• [Request] Output as a numbered list the lines from the one containing "Task: locate the sky" through the one containing "x=282 y=179", both included, leaving out any blank lines.

• [Input material]
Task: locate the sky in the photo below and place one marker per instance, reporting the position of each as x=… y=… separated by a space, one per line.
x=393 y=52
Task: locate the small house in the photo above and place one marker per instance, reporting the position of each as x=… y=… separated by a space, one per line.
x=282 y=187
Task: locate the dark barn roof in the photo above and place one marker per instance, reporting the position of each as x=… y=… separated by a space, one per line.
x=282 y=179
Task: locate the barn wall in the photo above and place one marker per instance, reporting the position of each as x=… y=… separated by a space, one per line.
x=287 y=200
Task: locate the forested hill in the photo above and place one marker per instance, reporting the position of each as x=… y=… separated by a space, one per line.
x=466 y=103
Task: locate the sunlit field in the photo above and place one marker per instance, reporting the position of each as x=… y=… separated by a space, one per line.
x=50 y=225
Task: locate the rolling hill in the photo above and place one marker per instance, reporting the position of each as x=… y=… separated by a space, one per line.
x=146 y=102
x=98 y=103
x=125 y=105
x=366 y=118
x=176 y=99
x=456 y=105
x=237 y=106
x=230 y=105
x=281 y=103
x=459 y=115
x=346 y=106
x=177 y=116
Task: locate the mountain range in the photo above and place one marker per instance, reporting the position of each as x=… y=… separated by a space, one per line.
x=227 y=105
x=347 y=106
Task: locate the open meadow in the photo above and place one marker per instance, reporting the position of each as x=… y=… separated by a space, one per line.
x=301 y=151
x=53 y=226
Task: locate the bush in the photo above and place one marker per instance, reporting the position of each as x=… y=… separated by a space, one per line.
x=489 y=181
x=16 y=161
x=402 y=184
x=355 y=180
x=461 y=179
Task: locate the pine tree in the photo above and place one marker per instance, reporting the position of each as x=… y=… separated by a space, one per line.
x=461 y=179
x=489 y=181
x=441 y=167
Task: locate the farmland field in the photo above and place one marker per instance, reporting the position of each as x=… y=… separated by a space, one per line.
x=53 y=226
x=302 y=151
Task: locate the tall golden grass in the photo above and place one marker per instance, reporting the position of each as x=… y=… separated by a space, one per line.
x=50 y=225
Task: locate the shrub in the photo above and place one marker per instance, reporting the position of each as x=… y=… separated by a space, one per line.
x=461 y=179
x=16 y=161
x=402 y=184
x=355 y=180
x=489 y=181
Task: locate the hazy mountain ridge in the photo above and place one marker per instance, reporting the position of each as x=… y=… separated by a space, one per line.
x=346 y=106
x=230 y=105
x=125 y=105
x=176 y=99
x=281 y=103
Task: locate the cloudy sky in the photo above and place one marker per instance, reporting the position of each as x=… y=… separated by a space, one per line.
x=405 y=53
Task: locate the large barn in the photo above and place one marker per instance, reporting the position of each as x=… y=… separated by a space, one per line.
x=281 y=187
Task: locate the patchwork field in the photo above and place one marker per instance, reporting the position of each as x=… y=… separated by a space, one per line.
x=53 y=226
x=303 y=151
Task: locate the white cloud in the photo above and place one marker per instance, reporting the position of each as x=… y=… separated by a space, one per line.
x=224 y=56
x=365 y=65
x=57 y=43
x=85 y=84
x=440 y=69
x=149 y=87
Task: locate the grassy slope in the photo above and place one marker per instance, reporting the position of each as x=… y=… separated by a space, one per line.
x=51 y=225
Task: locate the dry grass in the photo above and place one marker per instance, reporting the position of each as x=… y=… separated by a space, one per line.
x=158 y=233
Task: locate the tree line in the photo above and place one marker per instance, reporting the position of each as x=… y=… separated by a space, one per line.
...
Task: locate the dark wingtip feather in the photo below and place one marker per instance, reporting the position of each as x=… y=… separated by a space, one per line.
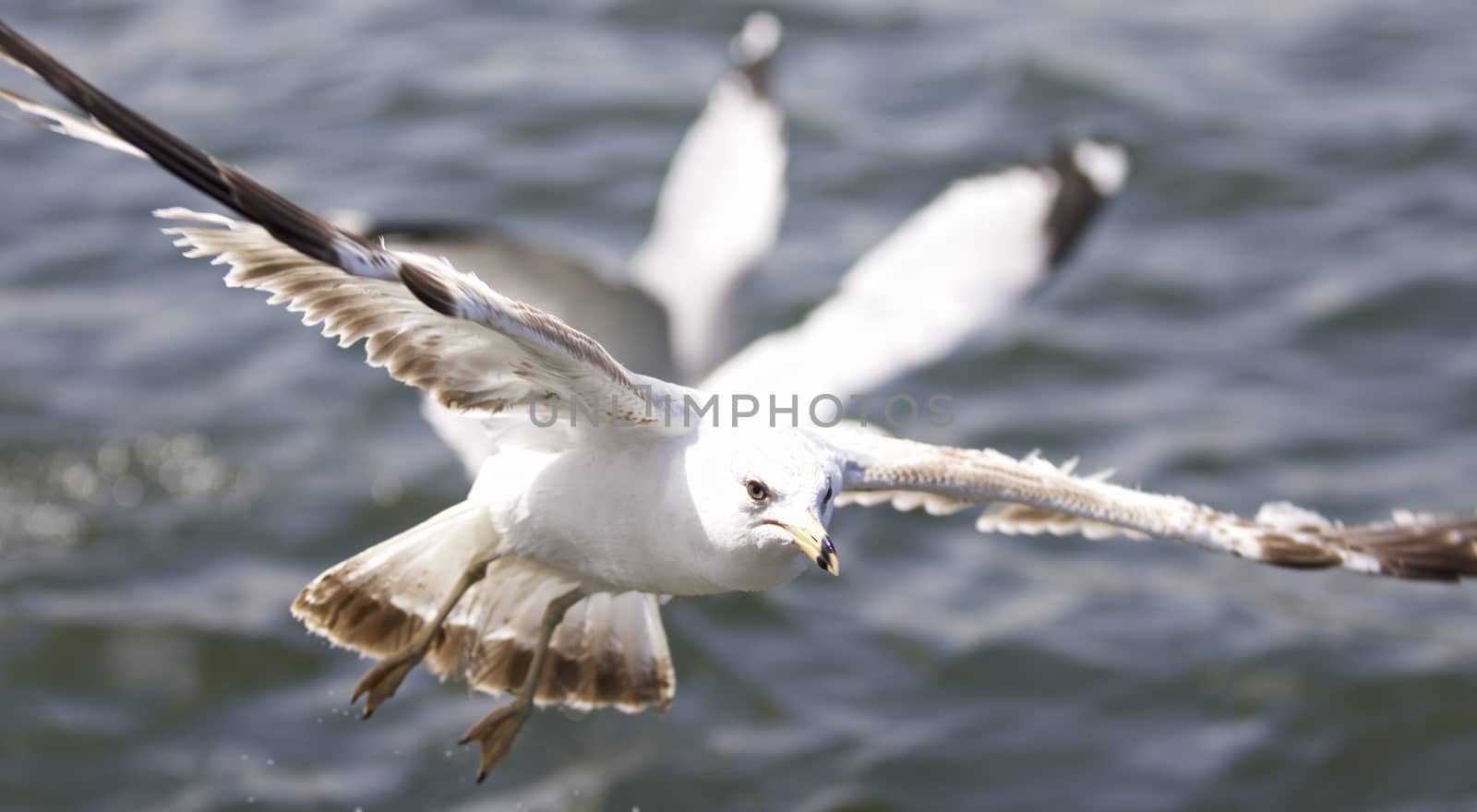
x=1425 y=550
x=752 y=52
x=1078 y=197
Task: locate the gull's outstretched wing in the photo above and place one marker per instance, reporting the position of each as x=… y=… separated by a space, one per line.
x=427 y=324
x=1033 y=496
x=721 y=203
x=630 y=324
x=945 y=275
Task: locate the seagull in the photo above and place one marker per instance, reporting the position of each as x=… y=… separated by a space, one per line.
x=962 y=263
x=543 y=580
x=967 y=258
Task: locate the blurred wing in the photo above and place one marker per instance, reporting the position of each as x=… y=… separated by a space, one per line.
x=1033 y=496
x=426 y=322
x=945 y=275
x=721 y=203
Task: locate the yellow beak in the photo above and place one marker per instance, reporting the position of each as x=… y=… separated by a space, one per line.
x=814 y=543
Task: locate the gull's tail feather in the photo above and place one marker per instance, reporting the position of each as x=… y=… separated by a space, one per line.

• [Written answer]
1. Task: locate the sky in the photo below and place one marker per instance, reporting the position of each as x=… y=… separated by a space, one per line.
2. x=393 y=52
3. Task: locate the small house in the photo above and place one marker per instance, reporting the position of each as x=… y=… separated by a space, one per line.
4. x=282 y=187
5. Task: locate the dark barn roof in the photo above and place one marker per instance, reporting the position of each as x=… y=… separated by a space, one per line.
6. x=282 y=179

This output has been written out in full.